-------- Page excerpt

China returned as the largest trading partner of India in 2020 - an extreme year for bilateral relations as New Delhi recklessly adopted a speculative approach to antagonize China from border disputes to economic frictions. The so-called "decoupling China" policy has clearly failed and turned out as a rebuke toward Indian nationalism.

Bilateral trade between China and India totaled at $77.7 billion in 2020. Replacing the US, China regained the top position as India's largest trading partner, with the bilateral trade gap accounting for the largest portion at almost $40 billion of the South Asian country's trade deficit, Bloomberg reported, citing Indian official data.

The result was actually nothing beyond expectation. Facing India's ill-intended provocation in economic areas, from blocking Chinese investment to banning Chinese apps, Beijing did not roll out countermeasures which would definitely devastate some Indian industries, especially those rely heavily on Chinese supplies, such as India's pharmaceutical sector.

Not only raw materials, China-made products enjoy comprehensive advantages in the South Asian market, with high cost performance comparing to products from other international suppliers. Despite there are obstructions, it is the economic rules fundamentally determine choices of producers as well as consumers.

For instance, Chinese smart phone brands recorded a market share expansion in India in 2020 even amidst the hostile atmosphere, accounting for as much as 77 percent of the total market, per industrial report by Canalys Research. Other sectors such as heavy machinery and home appliances are also products meeting India's rigid demand, and nearly impossible to find alternative suppliers.

The cost-effective Chinese products have contributed to the development of Indian industries, with lower costs and higher efficiency. However, some Indian politicians and media have been complaining, under the guise of market entrance rules for certain industries, about its trade deficit against China. The truth is even without any market entrance rules, it is impossible for India to close the trade gap with China within its current industrial structure. And it is essentially the different economic structures of the two economies that determined the trade performance.

Instead of tangling in wrong cognition about the trade deficit or recklessly trying to narrow the gap by political interference or hyping up nationalism, the right solution for New Delhi is to better integrate into regional value chain, such as joining the Regional Comprehensive Economic Partnership (RCEP), so as to gradually improve its industrial structure, which is also in line with its currently stagnated Make-in-India campaign.

The two Asian emerging economies enjoy complementarities which have been proved again by the trade data. Besides the growing trade, Chinese capital has been investing throughout the South Asian market, facilitating industrial development and creating local jobs.

Heavily battered by the COVID-19 pandemic, Indian economy was estimated by the IMF to register a drastic 8 percent contraction in 2020-21 fiscal year, but the challenges facing by India economy rooted much deeper than the virus fallout. The largest South Asian economy had witnessed slowing down growths before the outbreak.

To relief the mounting economic pressure and boost recovery, resuming a benign economic and trade tie with China will be a crucial path for Modi administration under such circumstances. Recently it has reportedly begun clearing foreign direct investment proposals from China after about nine months of suspension. However, rebuilding trust and reputation for global investors will not be a swift course. New Delhi needs to show its sincerity and make genuine moves to offer a stable and secure policy environment for trade and economic exchange.

----------------

Requirement 1:
Name each organization that the article on China-India trade in 2020 cites as the source of a figure or estimate.
Requirement 2:
According to the article on China-India trade in 2020, what was the total bilateral trade between the two countries that year?

-------- Entries supplied

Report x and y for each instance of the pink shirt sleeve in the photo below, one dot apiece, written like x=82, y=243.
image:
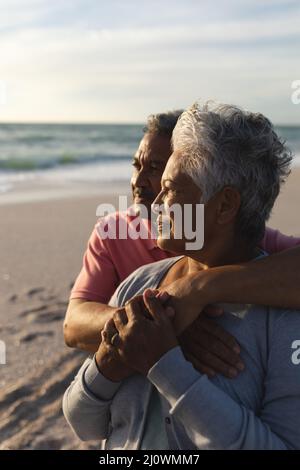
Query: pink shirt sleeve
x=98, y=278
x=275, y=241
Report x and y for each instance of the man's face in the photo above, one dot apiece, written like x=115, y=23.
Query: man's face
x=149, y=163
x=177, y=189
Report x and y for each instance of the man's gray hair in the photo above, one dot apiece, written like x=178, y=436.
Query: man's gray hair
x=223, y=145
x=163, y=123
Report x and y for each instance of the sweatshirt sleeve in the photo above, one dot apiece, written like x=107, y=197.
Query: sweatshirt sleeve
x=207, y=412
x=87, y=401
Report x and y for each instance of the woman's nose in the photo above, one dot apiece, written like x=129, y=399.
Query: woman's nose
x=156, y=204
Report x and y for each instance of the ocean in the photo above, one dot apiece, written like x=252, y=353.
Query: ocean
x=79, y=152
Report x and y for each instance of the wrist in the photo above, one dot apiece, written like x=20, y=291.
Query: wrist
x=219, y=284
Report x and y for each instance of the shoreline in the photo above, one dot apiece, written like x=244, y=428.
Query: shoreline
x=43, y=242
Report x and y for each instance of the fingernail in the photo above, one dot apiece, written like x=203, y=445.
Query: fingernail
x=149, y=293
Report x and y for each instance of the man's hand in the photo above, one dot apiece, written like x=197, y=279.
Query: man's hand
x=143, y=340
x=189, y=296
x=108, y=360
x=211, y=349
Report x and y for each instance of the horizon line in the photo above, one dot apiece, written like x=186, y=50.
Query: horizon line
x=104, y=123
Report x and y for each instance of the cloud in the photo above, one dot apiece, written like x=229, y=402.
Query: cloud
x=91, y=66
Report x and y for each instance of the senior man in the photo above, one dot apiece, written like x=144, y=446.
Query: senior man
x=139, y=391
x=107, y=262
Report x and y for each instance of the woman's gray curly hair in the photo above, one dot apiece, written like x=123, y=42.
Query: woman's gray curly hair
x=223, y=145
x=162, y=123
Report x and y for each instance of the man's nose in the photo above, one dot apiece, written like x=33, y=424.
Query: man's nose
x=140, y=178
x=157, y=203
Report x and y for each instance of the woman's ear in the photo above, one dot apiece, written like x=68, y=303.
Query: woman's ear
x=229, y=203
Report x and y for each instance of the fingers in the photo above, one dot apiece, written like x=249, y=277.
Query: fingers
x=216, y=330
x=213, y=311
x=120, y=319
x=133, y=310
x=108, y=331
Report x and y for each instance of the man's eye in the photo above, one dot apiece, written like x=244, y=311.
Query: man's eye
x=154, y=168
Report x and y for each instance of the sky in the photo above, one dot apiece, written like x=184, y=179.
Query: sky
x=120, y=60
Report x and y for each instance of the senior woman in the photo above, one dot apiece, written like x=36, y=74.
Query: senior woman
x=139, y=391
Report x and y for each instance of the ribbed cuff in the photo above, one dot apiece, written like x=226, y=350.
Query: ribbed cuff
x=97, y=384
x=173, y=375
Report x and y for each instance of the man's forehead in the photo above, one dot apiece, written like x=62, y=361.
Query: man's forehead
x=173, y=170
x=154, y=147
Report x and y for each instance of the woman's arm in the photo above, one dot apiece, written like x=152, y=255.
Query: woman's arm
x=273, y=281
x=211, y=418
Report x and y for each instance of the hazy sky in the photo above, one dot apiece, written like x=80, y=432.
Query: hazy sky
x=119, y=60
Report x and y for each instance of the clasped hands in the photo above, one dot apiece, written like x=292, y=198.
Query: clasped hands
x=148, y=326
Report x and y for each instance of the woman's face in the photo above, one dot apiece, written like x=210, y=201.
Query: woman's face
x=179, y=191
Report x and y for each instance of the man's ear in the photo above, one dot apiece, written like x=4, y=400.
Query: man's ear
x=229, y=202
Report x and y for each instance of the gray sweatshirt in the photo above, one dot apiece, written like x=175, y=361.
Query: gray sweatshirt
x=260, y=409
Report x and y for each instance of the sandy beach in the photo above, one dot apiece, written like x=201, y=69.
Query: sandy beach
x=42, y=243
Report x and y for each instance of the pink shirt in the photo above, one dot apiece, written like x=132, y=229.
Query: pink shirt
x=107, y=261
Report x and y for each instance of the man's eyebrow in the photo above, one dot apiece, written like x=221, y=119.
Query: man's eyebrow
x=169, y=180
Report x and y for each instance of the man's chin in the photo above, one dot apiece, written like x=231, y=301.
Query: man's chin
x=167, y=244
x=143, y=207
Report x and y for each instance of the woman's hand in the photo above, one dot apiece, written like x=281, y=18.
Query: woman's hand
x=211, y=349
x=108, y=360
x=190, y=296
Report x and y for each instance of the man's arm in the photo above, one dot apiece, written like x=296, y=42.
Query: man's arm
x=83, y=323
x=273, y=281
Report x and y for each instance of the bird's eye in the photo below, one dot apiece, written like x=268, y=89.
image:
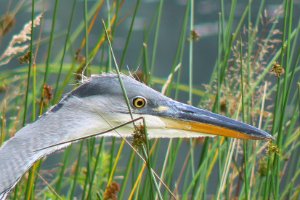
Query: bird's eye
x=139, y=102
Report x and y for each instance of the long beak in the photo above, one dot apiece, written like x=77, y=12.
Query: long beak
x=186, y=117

----------------

Exercise solution 1:
Bloomberg, Canalys Research, the IMF

Exercise solution 2:
$77.7 billion